**Work required:** Locate every line below that contains the string "covered" and copy each one in full. Letter case must match.

###

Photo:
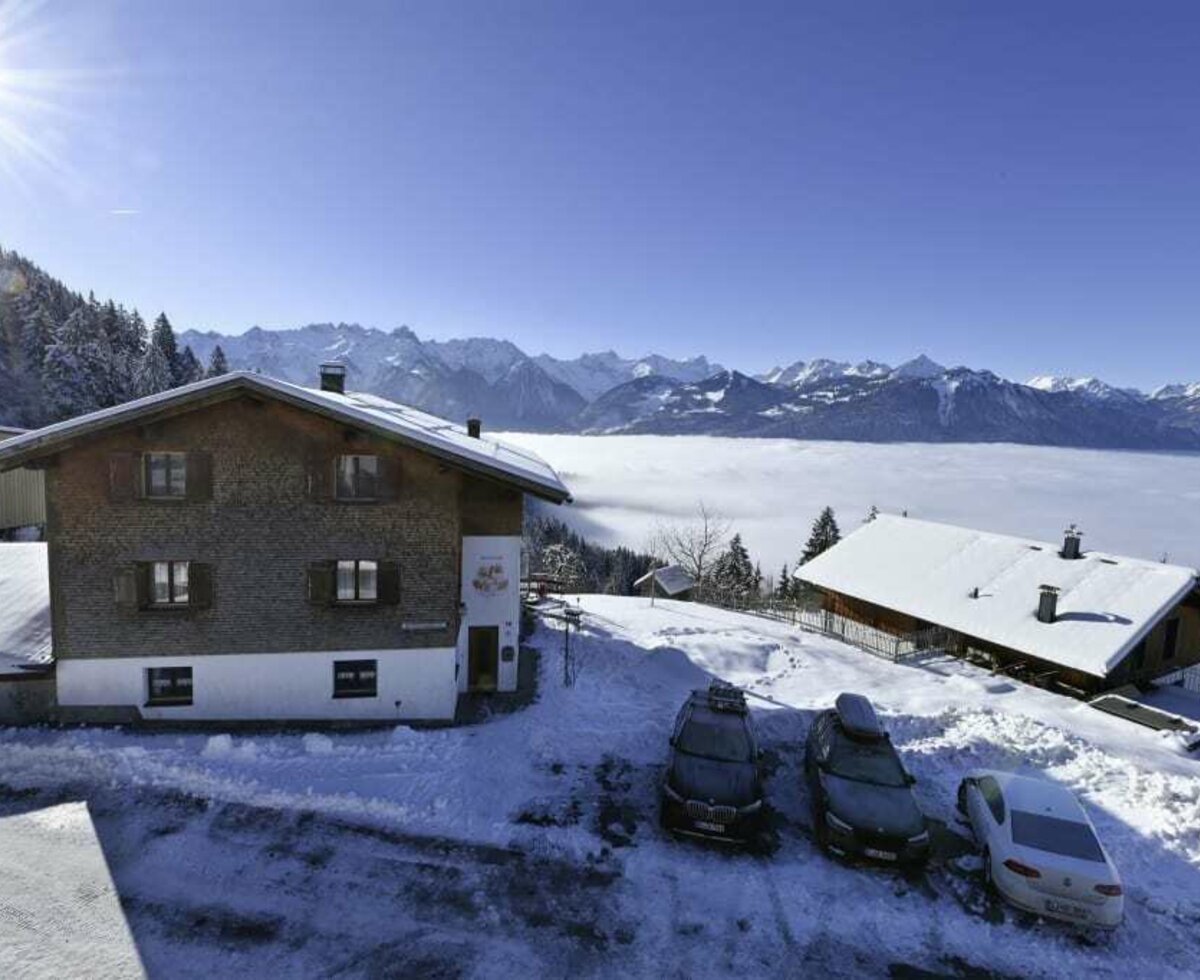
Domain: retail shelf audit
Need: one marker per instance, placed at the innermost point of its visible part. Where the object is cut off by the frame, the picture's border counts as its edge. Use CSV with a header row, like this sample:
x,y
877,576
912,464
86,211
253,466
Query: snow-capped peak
x,y
919,367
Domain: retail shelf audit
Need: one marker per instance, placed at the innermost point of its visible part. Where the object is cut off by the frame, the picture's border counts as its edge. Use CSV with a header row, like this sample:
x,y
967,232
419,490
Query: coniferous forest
x,y
64,354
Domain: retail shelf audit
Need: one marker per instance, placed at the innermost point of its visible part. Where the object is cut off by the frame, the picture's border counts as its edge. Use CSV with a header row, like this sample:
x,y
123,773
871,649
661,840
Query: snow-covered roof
x,y
385,418
930,571
24,607
671,578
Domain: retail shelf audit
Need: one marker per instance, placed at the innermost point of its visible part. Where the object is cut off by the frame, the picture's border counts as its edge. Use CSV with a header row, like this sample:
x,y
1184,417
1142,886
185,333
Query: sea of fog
x,y
1138,504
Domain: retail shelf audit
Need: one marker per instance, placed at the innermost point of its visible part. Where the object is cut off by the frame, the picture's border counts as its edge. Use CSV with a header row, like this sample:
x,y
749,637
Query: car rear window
x,y
865,762
715,735
1068,837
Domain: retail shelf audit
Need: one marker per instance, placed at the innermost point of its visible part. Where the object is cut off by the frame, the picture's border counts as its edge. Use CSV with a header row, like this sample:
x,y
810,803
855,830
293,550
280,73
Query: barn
x,y
1075,620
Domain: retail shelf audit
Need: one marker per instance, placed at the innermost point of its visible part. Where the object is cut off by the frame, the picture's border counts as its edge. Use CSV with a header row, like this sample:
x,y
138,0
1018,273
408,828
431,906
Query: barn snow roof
x,y
390,419
930,571
671,578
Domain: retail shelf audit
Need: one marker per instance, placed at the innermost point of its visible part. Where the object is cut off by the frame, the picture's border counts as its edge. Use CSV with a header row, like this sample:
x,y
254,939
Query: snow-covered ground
x,y
528,845
1141,505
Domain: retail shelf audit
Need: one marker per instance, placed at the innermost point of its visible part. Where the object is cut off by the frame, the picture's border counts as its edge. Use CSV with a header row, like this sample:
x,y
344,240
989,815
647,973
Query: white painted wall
x,y
492,599
271,686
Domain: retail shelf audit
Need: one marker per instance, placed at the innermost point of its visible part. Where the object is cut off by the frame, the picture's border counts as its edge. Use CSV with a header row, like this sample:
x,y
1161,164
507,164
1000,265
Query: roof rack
x,y
725,697
858,719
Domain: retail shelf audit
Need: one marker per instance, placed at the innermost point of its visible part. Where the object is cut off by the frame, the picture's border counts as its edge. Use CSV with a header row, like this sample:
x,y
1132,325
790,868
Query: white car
x,y
1039,848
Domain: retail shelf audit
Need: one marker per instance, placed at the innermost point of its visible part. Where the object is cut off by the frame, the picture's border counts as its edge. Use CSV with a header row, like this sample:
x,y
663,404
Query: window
x,y
355,679
358,581
993,797
358,478
168,583
166,474
1171,639
168,685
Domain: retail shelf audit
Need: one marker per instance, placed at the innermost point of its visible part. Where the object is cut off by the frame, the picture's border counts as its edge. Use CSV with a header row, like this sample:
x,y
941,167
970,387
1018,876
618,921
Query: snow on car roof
x,y
388,418
933,571
671,578
24,607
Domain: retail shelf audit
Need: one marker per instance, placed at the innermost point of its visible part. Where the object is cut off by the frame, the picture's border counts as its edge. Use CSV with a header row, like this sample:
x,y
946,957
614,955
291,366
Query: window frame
x,y
357,667
357,600
357,494
180,463
177,701
172,602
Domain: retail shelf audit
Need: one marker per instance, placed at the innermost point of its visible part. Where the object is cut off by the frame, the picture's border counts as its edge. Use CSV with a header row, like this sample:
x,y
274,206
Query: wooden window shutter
x,y
319,476
125,587
321,583
199,476
124,476
389,583
389,478
199,584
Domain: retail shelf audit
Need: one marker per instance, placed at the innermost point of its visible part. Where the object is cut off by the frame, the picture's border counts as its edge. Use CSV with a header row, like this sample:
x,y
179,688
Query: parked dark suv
x,y
713,787
862,795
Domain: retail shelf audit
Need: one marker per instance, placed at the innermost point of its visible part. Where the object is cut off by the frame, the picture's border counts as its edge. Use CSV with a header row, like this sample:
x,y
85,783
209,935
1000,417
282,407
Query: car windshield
x,y
1069,837
874,762
715,735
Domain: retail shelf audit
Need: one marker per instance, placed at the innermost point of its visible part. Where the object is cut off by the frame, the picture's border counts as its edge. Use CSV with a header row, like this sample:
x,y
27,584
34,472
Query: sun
x,y
34,95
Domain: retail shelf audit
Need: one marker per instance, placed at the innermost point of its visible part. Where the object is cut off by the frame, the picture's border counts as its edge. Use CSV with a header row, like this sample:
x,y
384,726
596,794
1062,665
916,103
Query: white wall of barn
x,y
271,686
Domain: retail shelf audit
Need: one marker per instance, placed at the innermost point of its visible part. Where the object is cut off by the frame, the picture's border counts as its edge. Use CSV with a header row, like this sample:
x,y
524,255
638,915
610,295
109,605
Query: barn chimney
x,y
333,377
1071,543
1048,603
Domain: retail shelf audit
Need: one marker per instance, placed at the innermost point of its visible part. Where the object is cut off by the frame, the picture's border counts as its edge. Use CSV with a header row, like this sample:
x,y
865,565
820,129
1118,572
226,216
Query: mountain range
x,y
870,401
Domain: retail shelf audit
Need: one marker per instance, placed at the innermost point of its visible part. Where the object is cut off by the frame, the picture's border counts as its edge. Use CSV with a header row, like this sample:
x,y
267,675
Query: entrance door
x,y
483,657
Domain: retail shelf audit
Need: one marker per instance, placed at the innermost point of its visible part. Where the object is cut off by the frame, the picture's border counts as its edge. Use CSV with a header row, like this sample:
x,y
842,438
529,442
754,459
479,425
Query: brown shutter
x,y
319,475
199,584
124,476
321,583
389,583
199,476
125,587
389,478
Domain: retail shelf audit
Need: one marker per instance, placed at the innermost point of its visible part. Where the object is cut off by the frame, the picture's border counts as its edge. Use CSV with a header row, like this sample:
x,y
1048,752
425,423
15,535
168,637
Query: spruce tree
x,y
825,535
217,364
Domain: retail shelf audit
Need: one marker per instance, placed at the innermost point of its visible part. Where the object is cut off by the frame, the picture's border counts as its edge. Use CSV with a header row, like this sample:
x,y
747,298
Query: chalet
x,y
1081,621
22,498
669,582
247,549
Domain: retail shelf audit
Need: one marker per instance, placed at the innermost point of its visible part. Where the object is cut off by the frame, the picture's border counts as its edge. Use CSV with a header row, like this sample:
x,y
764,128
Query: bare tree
x,y
693,545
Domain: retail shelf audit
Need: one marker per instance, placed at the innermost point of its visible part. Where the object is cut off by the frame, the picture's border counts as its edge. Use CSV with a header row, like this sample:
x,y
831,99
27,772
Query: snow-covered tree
x,y
825,535
563,564
217,364
153,373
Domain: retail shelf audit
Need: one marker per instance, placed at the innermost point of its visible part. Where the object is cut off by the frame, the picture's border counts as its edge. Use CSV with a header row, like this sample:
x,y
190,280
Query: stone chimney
x,y
333,377
1048,603
1071,543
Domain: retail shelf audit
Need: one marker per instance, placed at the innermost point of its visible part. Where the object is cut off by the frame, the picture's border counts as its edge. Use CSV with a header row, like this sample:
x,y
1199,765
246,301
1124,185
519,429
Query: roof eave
x,y
46,442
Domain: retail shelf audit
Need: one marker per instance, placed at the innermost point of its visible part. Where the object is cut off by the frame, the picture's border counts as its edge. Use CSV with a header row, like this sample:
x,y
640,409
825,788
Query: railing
x,y
874,641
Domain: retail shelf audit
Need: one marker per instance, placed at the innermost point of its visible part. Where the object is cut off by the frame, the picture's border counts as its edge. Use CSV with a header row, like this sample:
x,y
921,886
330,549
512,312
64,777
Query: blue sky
x,y
1011,185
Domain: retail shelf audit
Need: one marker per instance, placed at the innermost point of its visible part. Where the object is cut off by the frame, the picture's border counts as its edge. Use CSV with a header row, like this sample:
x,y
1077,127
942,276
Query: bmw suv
x,y
713,786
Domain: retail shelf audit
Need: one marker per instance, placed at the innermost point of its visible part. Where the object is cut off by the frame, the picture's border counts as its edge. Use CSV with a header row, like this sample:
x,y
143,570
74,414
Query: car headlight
x,y
838,824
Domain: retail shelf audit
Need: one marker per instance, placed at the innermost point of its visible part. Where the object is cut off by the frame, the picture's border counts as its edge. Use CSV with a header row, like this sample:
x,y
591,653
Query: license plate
x,y
1067,908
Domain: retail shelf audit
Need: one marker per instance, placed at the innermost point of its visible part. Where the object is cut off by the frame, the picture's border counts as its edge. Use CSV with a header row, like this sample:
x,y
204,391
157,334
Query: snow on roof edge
x,y
527,467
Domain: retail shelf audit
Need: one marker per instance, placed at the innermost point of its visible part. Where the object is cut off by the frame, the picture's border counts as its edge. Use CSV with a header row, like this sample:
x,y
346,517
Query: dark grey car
x,y
713,786
862,795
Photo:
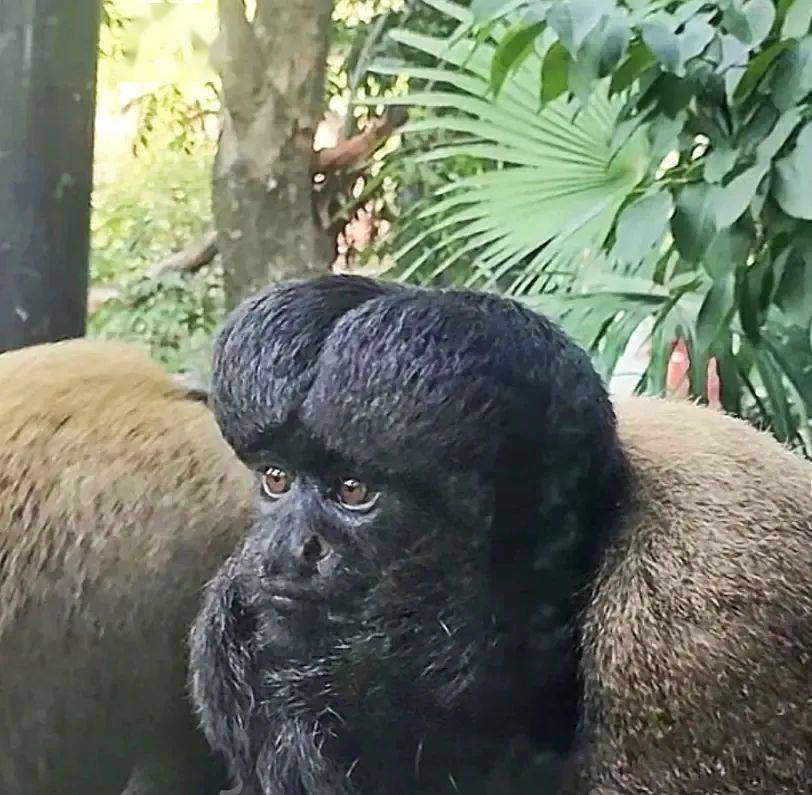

###

**Output for this exercise:**
Query: snow-covered roof
Query: snow-covered ground
Query: snow-covered tree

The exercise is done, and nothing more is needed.